*TO DO*
**A.** From the statute section on applications for involuntary treatment, extract word for word the part that opens with the words containing "(2) A statement" and closes with "penalty of perjury.".
**B.** Answer these questions using the statute section on applications for involuntary treatment:
(i) In which court must the application be filed?
(ii) In which unit may the application be filed for a nonresident?
(iii) Within how many days after the petition is filed must the physician have examined the proposed patient?

*DOCUMENT EXTRACT*
Content starts
§ 7612. Application for involuntary treatment
(a) An interested party may, by filing a written application, commence proceedings for
the involuntary treatment of an individual by judicial process.
(b) The application shall be filed in the Family Division of the Superior Court.
(c) If the application is filed under section 7508 or 7620 of this title, it shall be filed in the unit of the Family Division of the Superior Court in which
the hospital is located. In all other cases, it shall be filed in the unit in which
the proposed patient resides. In the case of a nonresident, it may be filed in any
unit. The court may change the venue of the proceeding to the unit in which the proposed
patient is located at the time of the trial.
(d) The application shall contain:
(1) The name and address of the applicant.
(2) A statement of the current and relevant facts upon which the allegation of mental
illness and need for treatment is based. The application shall be signed by the applicant
under penalty of perjury.
(e) The application shall be accompanied by:
(1) a certificate of a licensed physician, which shall be executed under penalty of perjury
stating that the physician has examined the proposed patient within five days after
the date the petition is filed and is of the opinion that the proposed patient is
a person in need of treatment, including the current and relevant facts and circumstances
upon which the physician’s opinion is based; or
(2) a written statement by the applicant that the proposed patient refused to submit to
an examination by a licensed physician.
(f) Before an examining physician completes the certificate of examination, the examining
physician shall consider available alternative forms of care and treatment that might
be adequate to provide for the person’s needs without requiring hospitalization. The
examining physician shall document on the certificate the specific alternative forms
of care and treatment that the examining physician considered and why those alternatives
were deemed inappropriate, including information on the availability of any appropriate
alternatives.
Content ends
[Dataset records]
Content starts
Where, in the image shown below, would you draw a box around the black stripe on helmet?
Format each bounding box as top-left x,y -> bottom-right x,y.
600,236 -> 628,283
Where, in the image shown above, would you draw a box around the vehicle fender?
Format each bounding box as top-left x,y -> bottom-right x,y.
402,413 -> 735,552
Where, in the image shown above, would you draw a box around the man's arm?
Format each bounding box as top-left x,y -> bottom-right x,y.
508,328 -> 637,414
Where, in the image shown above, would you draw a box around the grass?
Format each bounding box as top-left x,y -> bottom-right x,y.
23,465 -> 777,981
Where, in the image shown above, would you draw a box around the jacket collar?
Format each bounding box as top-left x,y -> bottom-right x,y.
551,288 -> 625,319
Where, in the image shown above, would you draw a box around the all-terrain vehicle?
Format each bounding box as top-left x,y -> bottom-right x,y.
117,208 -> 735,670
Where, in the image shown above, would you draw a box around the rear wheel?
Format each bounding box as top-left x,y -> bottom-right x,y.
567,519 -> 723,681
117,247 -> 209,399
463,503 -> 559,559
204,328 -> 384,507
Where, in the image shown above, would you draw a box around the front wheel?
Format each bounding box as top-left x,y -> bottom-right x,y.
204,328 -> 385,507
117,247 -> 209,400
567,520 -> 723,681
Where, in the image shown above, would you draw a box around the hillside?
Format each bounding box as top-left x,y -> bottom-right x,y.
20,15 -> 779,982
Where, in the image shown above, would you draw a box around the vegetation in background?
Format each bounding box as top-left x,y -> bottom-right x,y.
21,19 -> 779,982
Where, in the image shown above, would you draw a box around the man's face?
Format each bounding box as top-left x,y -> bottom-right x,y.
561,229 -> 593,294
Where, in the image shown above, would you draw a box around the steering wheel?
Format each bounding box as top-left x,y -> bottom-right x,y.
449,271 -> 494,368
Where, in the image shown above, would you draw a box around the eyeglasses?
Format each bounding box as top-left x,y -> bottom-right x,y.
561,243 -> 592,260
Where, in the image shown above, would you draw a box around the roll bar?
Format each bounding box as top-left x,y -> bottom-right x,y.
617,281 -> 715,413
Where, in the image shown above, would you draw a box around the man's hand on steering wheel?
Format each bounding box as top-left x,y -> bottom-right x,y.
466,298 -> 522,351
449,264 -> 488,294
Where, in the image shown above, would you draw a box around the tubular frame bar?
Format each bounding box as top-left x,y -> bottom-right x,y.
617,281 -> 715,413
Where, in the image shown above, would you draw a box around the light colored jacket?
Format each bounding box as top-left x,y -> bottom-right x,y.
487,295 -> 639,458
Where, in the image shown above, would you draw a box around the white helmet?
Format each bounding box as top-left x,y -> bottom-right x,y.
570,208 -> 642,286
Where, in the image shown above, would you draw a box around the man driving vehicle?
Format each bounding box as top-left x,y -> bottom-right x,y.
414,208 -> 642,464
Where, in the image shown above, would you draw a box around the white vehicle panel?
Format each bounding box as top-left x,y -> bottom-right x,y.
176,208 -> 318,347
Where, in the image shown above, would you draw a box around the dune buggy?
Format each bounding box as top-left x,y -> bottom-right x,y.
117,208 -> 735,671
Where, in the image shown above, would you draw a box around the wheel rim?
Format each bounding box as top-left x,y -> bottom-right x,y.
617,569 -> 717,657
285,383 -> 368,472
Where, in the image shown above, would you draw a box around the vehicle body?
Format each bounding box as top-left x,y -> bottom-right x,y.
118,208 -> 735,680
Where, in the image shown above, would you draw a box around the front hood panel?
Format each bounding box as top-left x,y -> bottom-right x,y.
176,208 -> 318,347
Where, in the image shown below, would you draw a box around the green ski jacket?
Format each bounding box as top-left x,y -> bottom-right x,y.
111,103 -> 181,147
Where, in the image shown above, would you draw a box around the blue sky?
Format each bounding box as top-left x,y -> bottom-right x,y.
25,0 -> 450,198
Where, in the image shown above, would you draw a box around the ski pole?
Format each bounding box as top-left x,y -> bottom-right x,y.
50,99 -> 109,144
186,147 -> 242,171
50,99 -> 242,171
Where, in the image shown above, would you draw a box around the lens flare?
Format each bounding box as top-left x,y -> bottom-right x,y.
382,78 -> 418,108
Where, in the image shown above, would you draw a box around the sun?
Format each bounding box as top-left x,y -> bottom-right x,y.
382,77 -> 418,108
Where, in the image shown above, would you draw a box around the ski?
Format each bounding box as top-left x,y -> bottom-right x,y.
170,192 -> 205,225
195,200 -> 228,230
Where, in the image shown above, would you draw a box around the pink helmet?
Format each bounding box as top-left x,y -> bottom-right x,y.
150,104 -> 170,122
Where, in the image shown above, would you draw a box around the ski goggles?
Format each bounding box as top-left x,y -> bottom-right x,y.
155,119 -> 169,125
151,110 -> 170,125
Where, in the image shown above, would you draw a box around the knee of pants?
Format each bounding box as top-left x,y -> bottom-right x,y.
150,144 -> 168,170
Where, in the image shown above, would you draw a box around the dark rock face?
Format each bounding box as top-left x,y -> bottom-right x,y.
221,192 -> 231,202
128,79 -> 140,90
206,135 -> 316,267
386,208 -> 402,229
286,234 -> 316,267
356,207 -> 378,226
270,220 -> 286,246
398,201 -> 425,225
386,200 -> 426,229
Content ends
*EXERCISE RESULTS*
**A.**
(2) A statement of the current and relevant facts upon which the allegation of mental
illness and need for treatment is based. The application shall be signed by the applicant
under penalty of perjury.

**B.**
(i) The Family Division of the Superior Court.
(ii) Any unit.
(iii) Five days.